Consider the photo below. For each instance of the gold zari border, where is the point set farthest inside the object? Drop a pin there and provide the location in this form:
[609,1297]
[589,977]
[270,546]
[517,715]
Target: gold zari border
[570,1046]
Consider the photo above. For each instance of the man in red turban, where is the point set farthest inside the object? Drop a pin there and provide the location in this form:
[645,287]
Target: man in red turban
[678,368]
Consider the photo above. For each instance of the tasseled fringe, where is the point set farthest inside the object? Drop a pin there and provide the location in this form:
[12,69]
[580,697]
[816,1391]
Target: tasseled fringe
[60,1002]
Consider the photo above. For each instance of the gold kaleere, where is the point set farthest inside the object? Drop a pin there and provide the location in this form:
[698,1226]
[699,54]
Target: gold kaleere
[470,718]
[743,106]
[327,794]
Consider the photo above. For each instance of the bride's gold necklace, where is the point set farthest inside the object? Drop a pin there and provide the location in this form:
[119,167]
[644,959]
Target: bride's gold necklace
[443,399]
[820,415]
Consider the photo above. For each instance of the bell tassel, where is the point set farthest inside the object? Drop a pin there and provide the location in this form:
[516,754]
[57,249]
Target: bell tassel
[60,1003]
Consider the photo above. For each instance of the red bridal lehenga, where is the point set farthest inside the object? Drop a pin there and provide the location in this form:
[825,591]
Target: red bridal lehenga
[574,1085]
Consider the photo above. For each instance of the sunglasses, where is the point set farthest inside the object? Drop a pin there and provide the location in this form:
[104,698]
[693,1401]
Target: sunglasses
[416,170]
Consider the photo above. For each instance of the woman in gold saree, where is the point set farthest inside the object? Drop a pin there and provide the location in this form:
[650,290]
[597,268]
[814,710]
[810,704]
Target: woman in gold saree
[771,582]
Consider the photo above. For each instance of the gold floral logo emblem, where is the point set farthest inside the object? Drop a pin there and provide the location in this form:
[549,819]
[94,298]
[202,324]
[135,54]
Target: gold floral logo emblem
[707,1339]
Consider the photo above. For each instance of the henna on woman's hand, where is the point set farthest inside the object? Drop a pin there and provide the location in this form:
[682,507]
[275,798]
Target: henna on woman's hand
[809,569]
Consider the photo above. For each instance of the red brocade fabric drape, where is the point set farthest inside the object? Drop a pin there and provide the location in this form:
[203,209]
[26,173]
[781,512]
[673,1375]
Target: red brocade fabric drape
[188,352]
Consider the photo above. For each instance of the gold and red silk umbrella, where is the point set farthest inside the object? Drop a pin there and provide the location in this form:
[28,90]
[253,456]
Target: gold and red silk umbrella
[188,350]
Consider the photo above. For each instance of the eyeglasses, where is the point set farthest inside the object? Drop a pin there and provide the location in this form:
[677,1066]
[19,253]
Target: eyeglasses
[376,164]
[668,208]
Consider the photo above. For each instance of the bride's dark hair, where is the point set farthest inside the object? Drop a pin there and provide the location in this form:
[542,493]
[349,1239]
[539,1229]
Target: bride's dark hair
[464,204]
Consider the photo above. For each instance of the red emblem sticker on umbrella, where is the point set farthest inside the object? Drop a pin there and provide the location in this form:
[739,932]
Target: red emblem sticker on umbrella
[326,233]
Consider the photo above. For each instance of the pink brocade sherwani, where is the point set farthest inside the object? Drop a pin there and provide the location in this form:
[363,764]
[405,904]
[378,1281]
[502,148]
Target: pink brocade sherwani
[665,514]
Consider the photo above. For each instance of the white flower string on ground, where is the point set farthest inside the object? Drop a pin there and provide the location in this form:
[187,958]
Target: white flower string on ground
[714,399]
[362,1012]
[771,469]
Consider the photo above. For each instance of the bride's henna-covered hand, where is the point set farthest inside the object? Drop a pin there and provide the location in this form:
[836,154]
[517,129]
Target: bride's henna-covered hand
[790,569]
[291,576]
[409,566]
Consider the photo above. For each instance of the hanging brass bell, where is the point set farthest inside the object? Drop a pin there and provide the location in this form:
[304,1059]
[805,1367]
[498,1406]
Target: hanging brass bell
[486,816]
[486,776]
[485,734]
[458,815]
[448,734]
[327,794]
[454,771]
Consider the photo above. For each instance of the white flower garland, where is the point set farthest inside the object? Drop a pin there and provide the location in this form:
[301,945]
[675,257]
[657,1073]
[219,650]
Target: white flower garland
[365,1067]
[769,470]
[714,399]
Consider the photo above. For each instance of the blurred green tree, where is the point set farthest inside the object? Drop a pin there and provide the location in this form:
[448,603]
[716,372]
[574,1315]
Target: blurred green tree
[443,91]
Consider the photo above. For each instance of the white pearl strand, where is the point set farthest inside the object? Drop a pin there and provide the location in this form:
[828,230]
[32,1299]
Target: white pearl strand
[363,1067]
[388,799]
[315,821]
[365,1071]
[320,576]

PROMPT —
Print the records above again, every one, exactly as written.

ANSWER TO THIS TASK —
Consider the photo below. For each instance of the gold zari border, where is the point set farthest inside the object? Drop a pin there and provide the location in this form:
[609,1297]
[589,977]
[270,546]
[517,715]
Target: gold zari border
[570,1046]
Consider the photo above. For each instance of the man in red turban, where is the point set farthest inside the object? Drop a pin there and provide the location in this form:
[645,287]
Target: man in red turban
[678,368]
Consider the photo above. For each instance of the tasseled fringe, where is the point set farthest inside the object? Drop a pin there and provide the location in this form:
[12,69]
[580,697]
[816,1391]
Target: tasseled fringe
[60,1002]
Consider the photo above. For each instance of the gold kaleere, where is the point set farthest inside the object? Drop a pin there and provide the location in this form:
[698,1226]
[699,54]
Target: gold kaleere
[470,718]
[743,106]
[327,794]
Consider the photo above. For each instance of the bride's gold necklace, where is the point set farthest inside the object? Drop a pin there and provide the location in this form:
[119,167]
[644,959]
Target: bride's gold necklace
[443,399]
[820,415]
Consider the photo above. For each instance of the bell tassel, where is the point set farthest inside the object? Drop a pin there and provide the location in this form:
[516,754]
[57,249]
Target: bell tassel
[60,1003]
Consider the photo above. For each instance of the red bridal lehenga, where is the point set farthest inside the object? Drop a pin there and provide the location in this form:
[825,591]
Target: red bridal lehenga
[574,1085]
Consider the photo above. For each instance of the sunglasses, where is the point set farthest inside the object? Drop a pin there and provide the location in this form:
[104,698]
[693,1401]
Target: sunglasses
[416,170]
Consider the photo above. For each instance of the woman in gold saree, where is the point set farthest inside the object? Drop a pin there and provide the location in this form:
[650,290]
[597,268]
[814,710]
[810,704]
Target: woman in gold saree
[771,582]
Consider the photo above. For each instance of the gold floral logo emblem, where is the point set farthest inside the object? Drop a pin there and provide the location in this form:
[549,819]
[94,298]
[202,324]
[135,54]
Target: gold floral logo emblem
[707,1339]
Consider the photo above. For each instance of the henna on woman's hand, where is the point set farthest inside the object? Drop a pin there and provide the location in this form:
[682,507]
[275,798]
Target: henna on woman's hand
[809,569]
Consider the photo above. For each instance of the red brocade fabric drape, where is the point set farthest inside the object? Drop a pin there and provide the location in this form:
[203,209]
[26,173]
[781,512]
[673,1375]
Target: red brocade fabric drape
[188,352]
Consider the photo above. For each instance of the gold and red silk umbrella, where is the point set farthest inside the object? Drop a pin there and provide the location in this form:
[28,90]
[253,456]
Target: gold and red silk umbrella
[188,350]
Consider the photo above. For each instance of the eyeglasses, where is the point set farthest inside the object? Drop a pin there and provide the location in this form:
[677,1066]
[19,253]
Target: eyeglasses
[376,164]
[668,208]
Consider the photo above. For each instance of the bride's dark hair, where is the point set farthest inside the object? Drop a pin there and provide the location in this form:
[542,493]
[349,1239]
[539,1229]
Target: bride's dark hair
[464,204]
Consider the photo above. For each instance of the red emblem sticker on umbrella, where is the point set farthest inside the object? Drop a pin there and provide the location in this form:
[739,932]
Target: red emblem sticker on umbrella
[326,233]
Consider the photo above. For each instance of the pink brocade sherwani, where is the point set farthest inside the object? Drop a pin there and provide the location in this form:
[363,764]
[405,904]
[378,1281]
[502,148]
Target: pink brocade sherwani
[665,514]
Consider the photo above. For each instance of the white flower string on ground, where is the point set farthest inside the object? Drop a pin there and provide the location in this form:
[187,958]
Target: white flower string on ground
[714,399]
[362,1012]
[771,469]
Consider the photo above. For each instance of the bride's henna-covered hand, where is the point set farthest inside the object? Drop a pin there and provide the location in this form:
[836,154]
[517,129]
Target: bride's henna-covered hand
[790,569]
[291,576]
[409,566]
Consider the photo above. For each instance of the hanging brass bell, where is the point set farthest inside the object? Drop a pin there and provide the location in this form:
[304,1059]
[805,1367]
[498,1406]
Target: hanging brass bell
[486,816]
[486,776]
[485,734]
[458,815]
[448,734]
[327,794]
[454,771]
Consider the photo above. For each instance of the white flower garland, where is the point set farthest inside the object? Drop a pin there and provide the location in this form:
[301,945]
[675,257]
[657,1073]
[219,650]
Target: white flower garland
[365,1067]
[769,470]
[714,399]
Consider the photo above. For each instance of the blurred green tree, where is the point set farthest inside the object? Drop a pin there and provide the location in this form:
[448,603]
[716,372]
[574,1315]
Target: blurred green tree
[443,91]
Consider the photo above. For each instance of the white pearl strand, where is the point set farthest inside the object? Drop a pin there and provide the location in this form:
[828,230]
[32,1299]
Target: white pearl strand
[363,1067]
[388,799]
[315,821]
[365,1071]
[320,576]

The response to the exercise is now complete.